PAGE TEXT:

++++++++++++++++++++

Hoping to aid migrants, lawyers learn asylum basics in Austin training


Highlights

The free event was at capacity, with another 330 lawyers watching via livestream, organizers said.

Attorneys who registered for the training committed to pro bono cases.

Seeking to aid families separated by President Donald Trump’s zero tolerance policy, several dozen Texas attorneys learned the basics of asylum law Monday during training held by the Austin Bar Association.

The clinic prepared lawyers to assist families through the initial steps of the asylum process: credible fear interviews and bond hearings. Attorneys who registered for the training committed to pro bono cases at either the T. Don Hutto Residential Center in Taylor or the Port Isabel Service Processing Center in the Rio Grande Valley.

“We as attorneys are the only ones who can actually go down to the border and represent immigrant families in asylum proceedings,” Austin Bar Association President Adam Schramek said. “The win rate of people who are represented by counsel versus people who don’t have attorneys is night and day. If you don’t have an attorney … you really don’t have a chance.”

RELATED: In Rio Grande Valley, a life-altering limbo as asylum process shifts

The clinic was organized before an executive order signed by President Donald Trump on Wednesday halting the separation of immigrant families entering the U.S. illegally.

More than 2,000 children remain apart from their families due to the zero tolerance policy, according to a Department of Homeland Security fact sheet issued over the weekend. Many of those families, from Central America, are seeking asylum because they say it is too dangerous for them to return to their homes.

University of Texas School of Law immigration clinic professors Denise Gilman and Elissa Steglich and Austin immigration attorney Kate Lincoln-Goldfinch led the training. The event, held free of charge in a downtown conference room, was at capacity, with another 330 lawyers watching via livestream, organizers said.

++++++++++++++++++++

Dataset records
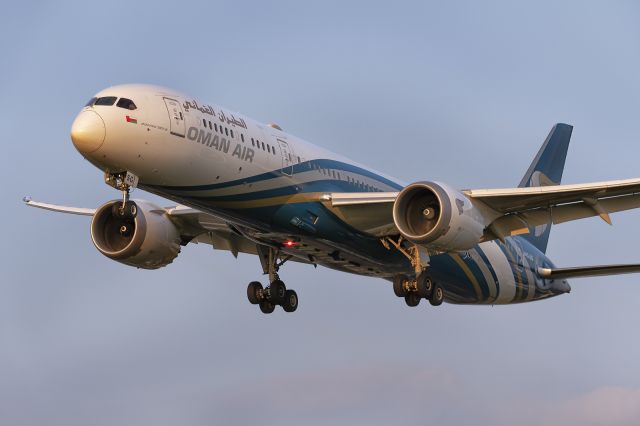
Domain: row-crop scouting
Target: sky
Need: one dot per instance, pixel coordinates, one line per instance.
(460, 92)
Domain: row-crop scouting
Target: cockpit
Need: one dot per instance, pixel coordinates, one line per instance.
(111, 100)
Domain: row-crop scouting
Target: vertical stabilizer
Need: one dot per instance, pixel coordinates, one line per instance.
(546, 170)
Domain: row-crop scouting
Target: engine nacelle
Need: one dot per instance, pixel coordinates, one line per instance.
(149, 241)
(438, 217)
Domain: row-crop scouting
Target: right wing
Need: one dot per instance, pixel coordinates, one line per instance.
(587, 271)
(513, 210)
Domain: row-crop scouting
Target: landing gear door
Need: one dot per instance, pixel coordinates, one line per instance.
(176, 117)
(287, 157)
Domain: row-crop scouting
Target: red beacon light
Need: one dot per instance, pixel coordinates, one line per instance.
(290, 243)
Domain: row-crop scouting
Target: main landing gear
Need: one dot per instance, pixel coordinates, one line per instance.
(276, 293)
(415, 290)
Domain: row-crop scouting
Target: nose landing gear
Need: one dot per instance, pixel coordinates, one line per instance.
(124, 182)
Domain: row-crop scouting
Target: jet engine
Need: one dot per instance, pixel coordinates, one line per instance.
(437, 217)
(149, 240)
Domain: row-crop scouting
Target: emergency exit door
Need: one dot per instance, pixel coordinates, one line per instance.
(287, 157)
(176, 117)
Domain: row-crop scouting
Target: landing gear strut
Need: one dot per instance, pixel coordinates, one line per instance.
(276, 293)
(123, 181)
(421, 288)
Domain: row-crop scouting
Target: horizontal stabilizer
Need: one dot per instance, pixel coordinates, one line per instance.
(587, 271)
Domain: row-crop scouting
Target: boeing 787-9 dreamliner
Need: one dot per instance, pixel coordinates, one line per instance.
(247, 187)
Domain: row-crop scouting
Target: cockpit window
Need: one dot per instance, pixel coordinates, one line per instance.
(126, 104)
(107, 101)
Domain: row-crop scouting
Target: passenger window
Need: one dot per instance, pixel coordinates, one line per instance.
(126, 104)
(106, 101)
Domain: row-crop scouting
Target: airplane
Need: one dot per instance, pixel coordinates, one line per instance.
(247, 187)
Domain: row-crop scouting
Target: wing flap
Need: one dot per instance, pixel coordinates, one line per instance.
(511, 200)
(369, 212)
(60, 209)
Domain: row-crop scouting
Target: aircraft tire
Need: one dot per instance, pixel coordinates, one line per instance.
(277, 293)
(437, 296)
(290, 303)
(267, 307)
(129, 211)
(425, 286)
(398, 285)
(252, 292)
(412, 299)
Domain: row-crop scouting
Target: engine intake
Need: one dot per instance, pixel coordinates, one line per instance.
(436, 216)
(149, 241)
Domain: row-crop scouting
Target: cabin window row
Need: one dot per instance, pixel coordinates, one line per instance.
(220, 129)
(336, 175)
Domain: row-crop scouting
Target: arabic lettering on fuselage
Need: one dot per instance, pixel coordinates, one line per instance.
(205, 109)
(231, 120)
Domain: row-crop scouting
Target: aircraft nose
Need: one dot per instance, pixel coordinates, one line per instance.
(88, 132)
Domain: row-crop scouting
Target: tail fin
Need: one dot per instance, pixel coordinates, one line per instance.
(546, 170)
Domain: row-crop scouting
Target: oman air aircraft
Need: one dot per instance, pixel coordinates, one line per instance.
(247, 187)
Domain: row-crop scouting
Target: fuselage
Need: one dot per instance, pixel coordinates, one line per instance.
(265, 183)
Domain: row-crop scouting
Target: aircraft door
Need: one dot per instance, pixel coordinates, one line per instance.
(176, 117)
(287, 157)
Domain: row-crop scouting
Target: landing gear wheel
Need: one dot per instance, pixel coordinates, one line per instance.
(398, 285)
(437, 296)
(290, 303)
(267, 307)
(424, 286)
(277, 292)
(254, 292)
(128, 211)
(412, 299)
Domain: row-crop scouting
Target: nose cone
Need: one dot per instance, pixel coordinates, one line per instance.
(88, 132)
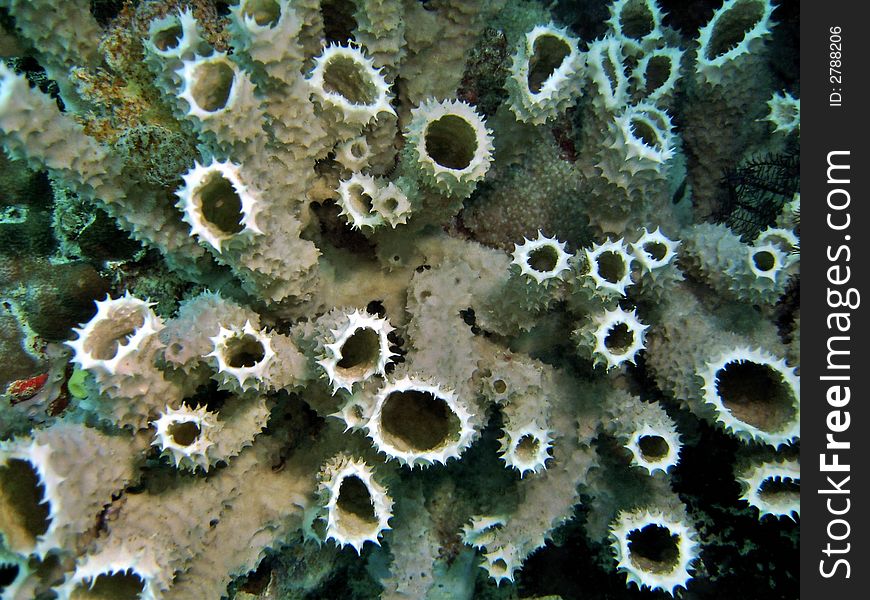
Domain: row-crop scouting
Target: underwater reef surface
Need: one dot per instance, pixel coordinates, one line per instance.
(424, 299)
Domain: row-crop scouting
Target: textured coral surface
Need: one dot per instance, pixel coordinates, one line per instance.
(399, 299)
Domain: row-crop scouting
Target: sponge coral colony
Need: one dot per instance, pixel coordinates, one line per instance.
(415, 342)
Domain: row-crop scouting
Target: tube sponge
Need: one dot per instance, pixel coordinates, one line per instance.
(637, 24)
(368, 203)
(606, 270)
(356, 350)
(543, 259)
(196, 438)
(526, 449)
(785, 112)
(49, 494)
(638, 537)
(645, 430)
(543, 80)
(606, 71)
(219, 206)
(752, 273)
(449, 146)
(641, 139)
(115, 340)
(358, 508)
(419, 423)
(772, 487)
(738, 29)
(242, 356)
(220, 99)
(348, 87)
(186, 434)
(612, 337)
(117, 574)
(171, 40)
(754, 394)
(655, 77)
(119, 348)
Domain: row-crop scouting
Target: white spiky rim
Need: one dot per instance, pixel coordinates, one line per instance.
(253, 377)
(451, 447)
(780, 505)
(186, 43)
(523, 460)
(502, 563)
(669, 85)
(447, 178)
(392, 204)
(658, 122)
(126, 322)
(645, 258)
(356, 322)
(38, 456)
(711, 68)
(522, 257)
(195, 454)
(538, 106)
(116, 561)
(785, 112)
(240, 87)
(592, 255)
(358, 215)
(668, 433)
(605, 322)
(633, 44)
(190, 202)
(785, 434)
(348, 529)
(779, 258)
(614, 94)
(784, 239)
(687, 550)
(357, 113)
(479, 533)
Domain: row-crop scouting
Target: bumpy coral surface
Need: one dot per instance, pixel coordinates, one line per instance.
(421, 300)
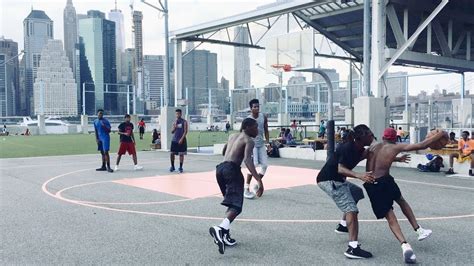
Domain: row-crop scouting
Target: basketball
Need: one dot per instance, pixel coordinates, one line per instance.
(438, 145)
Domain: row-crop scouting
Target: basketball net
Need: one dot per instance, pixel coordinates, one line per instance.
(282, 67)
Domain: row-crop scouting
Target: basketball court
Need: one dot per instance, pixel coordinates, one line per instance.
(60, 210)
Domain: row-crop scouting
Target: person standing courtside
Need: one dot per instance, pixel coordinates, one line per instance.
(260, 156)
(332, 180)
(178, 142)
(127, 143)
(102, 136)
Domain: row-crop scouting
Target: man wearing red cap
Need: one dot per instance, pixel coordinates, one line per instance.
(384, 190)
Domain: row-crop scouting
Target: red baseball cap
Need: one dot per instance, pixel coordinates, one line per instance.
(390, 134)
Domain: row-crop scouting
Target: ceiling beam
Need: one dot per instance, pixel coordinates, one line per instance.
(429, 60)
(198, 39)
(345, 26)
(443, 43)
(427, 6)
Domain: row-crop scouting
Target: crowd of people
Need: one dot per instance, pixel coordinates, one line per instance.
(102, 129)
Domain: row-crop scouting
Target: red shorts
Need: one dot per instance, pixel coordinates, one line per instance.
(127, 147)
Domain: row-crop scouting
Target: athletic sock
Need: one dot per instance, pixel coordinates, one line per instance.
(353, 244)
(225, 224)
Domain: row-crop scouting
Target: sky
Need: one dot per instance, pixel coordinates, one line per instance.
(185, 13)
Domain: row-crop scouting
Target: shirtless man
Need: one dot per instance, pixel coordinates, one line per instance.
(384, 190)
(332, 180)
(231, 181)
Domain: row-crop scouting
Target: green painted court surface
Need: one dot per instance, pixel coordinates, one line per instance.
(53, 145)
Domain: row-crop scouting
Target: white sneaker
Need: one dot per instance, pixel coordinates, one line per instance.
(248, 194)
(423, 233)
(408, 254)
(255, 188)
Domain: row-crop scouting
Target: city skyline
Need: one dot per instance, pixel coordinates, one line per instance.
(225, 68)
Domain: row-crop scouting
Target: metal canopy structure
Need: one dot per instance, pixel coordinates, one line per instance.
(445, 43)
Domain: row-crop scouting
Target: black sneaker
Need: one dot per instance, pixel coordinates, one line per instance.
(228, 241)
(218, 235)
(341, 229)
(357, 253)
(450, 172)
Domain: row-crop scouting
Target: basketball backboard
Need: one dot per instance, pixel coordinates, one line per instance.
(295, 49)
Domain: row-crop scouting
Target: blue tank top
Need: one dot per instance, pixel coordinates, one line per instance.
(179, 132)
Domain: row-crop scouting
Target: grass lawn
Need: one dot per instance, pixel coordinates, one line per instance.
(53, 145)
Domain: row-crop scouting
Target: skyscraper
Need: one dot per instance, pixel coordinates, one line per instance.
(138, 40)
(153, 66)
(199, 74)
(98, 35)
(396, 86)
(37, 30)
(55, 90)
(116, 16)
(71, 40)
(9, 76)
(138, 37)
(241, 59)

++++++++++++++++++++

PARTS OF THE EXERCISE:
**A)** From the article on the Austin asylum training, copy word for word the passage that begins at the words "Hoping to aid" and ends after "pro bono cases.".
**B)** In the article on the Austin asylum training, what reason does Adam Schramek give for immigrant families needing attorneys in asylum proceedings?

ANSWERS TO THE EXERCISES:
**A)**
Hoping to aid migrants, lawyers learn asylum basics in Austin training


Highlights

The free event was at capacity, with another 330 lawyers watching via livestream, organizers said.

Attorneys who registered for the training committed to pro bono cases.

**B)** He says the win rate of people represented by counsel and those without attorneys is "night and day," and that without an attorney a person really doesn't have a chance. He adds that attorneys are the only ones who can go to the border and represent these families.